— BEGIN SUPPLIED DATA —

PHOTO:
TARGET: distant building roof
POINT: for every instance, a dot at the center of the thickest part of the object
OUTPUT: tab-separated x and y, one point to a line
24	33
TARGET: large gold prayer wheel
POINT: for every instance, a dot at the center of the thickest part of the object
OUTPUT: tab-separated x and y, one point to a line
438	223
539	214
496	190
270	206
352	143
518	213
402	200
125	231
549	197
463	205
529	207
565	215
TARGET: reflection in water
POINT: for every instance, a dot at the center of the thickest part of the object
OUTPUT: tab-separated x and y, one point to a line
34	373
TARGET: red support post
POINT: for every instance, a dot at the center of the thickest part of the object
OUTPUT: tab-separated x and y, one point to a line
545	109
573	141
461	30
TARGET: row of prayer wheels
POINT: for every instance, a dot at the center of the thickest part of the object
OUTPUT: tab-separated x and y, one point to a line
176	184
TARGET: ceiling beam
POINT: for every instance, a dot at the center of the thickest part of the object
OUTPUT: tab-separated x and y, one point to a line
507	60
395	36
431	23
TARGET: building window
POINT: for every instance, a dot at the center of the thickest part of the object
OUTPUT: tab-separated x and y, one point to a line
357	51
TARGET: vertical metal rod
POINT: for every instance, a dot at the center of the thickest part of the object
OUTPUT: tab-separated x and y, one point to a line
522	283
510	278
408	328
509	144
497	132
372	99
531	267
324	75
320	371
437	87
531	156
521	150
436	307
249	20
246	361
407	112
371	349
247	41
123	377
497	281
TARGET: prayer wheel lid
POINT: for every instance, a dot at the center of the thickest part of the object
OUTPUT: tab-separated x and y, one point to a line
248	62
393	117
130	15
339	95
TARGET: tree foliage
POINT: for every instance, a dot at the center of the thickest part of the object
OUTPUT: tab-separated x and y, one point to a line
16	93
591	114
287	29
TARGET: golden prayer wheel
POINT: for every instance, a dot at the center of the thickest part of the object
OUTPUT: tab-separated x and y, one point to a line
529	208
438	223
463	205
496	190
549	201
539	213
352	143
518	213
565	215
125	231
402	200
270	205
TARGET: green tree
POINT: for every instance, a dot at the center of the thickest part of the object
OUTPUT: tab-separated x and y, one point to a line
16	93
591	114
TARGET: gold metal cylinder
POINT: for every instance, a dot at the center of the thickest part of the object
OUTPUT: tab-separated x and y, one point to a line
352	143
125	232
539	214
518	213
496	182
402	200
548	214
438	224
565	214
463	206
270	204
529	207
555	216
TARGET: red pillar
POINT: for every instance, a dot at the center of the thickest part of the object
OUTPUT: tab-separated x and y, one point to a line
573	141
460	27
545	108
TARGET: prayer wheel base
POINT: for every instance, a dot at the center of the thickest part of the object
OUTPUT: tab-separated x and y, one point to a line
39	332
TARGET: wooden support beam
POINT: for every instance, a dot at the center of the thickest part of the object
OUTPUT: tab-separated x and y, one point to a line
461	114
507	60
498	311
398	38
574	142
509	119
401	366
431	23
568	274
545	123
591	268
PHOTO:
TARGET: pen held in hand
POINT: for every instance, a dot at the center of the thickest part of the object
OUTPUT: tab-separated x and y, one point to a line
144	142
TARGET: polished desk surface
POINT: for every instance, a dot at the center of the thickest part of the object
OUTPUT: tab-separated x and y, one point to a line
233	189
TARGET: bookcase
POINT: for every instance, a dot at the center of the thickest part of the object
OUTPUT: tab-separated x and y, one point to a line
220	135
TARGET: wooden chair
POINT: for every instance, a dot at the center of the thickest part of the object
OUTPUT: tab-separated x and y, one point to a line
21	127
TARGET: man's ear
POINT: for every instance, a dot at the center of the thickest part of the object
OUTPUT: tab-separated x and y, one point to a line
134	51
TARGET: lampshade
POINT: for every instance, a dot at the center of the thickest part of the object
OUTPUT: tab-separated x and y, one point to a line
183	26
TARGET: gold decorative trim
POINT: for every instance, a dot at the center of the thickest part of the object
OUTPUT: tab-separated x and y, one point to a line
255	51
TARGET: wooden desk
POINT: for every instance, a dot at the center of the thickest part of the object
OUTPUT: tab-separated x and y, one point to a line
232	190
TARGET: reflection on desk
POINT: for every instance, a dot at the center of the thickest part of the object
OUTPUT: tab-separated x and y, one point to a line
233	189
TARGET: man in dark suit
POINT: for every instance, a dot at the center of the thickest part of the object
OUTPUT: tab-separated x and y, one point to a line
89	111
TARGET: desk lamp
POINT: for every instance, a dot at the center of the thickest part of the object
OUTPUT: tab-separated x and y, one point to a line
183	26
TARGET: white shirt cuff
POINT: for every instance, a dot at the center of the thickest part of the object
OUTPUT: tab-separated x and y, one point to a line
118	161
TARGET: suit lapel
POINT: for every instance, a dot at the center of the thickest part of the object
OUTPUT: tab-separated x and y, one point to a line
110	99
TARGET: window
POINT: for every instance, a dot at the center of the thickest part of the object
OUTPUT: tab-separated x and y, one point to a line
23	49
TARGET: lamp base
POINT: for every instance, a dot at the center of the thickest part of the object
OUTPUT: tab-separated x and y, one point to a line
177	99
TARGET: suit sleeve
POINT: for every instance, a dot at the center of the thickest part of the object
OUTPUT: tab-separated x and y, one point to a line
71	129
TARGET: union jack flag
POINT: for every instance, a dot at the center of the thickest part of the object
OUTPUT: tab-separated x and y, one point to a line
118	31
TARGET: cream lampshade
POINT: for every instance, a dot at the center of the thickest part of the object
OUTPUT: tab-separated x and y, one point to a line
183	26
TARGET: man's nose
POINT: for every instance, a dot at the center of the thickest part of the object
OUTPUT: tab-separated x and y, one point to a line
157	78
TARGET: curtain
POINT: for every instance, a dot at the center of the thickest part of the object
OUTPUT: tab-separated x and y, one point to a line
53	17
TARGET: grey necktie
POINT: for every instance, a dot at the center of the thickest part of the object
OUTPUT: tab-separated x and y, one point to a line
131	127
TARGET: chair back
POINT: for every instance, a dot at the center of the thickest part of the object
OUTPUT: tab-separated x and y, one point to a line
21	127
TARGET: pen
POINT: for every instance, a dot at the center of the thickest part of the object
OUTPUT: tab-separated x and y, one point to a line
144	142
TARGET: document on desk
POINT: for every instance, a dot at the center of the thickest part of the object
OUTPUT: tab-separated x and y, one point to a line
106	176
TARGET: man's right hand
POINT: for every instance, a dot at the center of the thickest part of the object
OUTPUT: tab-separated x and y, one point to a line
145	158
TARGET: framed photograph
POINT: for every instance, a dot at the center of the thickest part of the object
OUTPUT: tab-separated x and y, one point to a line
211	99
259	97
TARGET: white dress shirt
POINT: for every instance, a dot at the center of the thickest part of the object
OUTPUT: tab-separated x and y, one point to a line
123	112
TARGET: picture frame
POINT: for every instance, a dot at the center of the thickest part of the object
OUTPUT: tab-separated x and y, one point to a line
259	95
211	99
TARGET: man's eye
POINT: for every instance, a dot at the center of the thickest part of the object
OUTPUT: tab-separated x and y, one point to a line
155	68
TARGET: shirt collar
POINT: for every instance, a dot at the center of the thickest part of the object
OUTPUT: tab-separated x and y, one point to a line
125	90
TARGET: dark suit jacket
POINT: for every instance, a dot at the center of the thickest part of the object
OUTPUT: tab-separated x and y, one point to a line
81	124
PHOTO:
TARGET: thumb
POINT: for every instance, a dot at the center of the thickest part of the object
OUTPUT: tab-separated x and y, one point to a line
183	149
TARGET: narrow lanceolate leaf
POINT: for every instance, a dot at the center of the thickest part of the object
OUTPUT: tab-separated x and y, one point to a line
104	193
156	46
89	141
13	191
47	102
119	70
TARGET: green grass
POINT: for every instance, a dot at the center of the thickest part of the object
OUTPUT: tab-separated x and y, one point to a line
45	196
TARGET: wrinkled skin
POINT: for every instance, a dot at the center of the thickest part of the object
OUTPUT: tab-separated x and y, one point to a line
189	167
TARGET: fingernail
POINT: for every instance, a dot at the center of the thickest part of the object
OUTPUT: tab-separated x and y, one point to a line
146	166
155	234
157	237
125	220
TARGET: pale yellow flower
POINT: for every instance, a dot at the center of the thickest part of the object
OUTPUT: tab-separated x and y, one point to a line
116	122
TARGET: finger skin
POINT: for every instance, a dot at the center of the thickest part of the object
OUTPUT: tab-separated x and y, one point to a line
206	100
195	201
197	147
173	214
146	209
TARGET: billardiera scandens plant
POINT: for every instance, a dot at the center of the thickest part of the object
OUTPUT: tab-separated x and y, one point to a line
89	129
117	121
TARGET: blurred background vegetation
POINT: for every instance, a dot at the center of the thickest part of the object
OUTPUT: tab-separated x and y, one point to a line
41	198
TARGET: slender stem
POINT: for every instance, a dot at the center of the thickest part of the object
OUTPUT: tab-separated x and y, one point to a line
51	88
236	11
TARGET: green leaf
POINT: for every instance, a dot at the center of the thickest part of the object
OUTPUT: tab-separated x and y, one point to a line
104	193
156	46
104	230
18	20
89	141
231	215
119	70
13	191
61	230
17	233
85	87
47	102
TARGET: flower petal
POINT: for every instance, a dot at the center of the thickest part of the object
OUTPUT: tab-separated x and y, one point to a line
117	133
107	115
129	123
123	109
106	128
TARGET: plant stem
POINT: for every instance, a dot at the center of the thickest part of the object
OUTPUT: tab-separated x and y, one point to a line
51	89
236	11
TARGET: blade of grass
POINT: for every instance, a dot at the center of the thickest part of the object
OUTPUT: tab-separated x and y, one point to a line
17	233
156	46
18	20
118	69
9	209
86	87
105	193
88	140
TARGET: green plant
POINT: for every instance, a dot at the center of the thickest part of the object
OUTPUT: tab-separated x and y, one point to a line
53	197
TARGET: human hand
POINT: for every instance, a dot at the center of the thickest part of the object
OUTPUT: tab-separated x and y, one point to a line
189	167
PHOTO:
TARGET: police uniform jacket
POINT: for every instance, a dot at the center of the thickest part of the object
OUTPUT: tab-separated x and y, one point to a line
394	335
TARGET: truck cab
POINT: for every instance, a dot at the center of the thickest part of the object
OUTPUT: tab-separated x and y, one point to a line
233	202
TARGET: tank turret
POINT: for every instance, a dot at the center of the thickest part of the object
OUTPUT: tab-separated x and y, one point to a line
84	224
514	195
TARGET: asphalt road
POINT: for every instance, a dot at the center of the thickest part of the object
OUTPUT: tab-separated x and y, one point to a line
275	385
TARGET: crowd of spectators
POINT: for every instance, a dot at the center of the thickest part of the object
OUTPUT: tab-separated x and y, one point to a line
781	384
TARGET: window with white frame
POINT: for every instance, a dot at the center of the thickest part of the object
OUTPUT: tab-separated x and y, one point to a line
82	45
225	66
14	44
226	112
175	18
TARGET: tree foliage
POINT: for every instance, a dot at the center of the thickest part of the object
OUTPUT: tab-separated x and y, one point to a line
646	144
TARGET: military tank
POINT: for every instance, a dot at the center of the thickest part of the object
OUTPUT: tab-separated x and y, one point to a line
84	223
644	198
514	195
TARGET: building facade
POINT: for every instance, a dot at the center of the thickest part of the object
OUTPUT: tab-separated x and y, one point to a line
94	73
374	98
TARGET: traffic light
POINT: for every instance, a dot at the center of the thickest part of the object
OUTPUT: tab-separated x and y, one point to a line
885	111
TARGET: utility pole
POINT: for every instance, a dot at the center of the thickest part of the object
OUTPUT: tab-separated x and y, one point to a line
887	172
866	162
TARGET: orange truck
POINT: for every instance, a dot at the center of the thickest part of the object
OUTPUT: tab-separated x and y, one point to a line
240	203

— END SUPPLIED DATA —

Quote exactly what appears from the line containing "TARGET: crowd of spectators" through the final line of the listing above, including both of those lines.

TARGET: crowd of spectators
POINT: for every instance, a dot at the center of the thickest part of the object
OUTPUT: tab-separated x and y, one point to a line
781	384
TARGET: window with white frame
POINT: for every instance, a dot at the center of the thickest part of the object
OUTPUT: tab-separated x and y, one point to a line
82	45
225	66
14	44
226	112
175	18
TARGET: tree foliage
POINT: for every instance, a dot at the center of the thickest part of the object
OUTPUT: tab-separated x and y, one point to a line
646	144
TARGET: military tank
POINT: for every instance, a dot at the center of the thickest part of the object
OUTPUT: tab-separated x and y, one point to a line
84	223
644	198
514	195
TARGET: building facade
POINT: for every instance, a dot at the center of the thickest part of the object
OUTPUT: tab-separated x and y, one point to a line
94	73
374	98
TARGET: traffic light
POINT: for every instance, a dot at the center of the thickest part of the object
OUTPUT: tab-separated x and y, one point to a line
885	111
TARGET: utility pole
POINT: for every instance, a dot at the center of the thickest part of the object
OUTPUT: tab-separated x and y, one point to a line
887	172
866	162
TARGET: orange truck
POINT: for every instance, a dot at the center of the thickest part of the object
OUTPUT: tab-separated x and y, one point to a line
240	203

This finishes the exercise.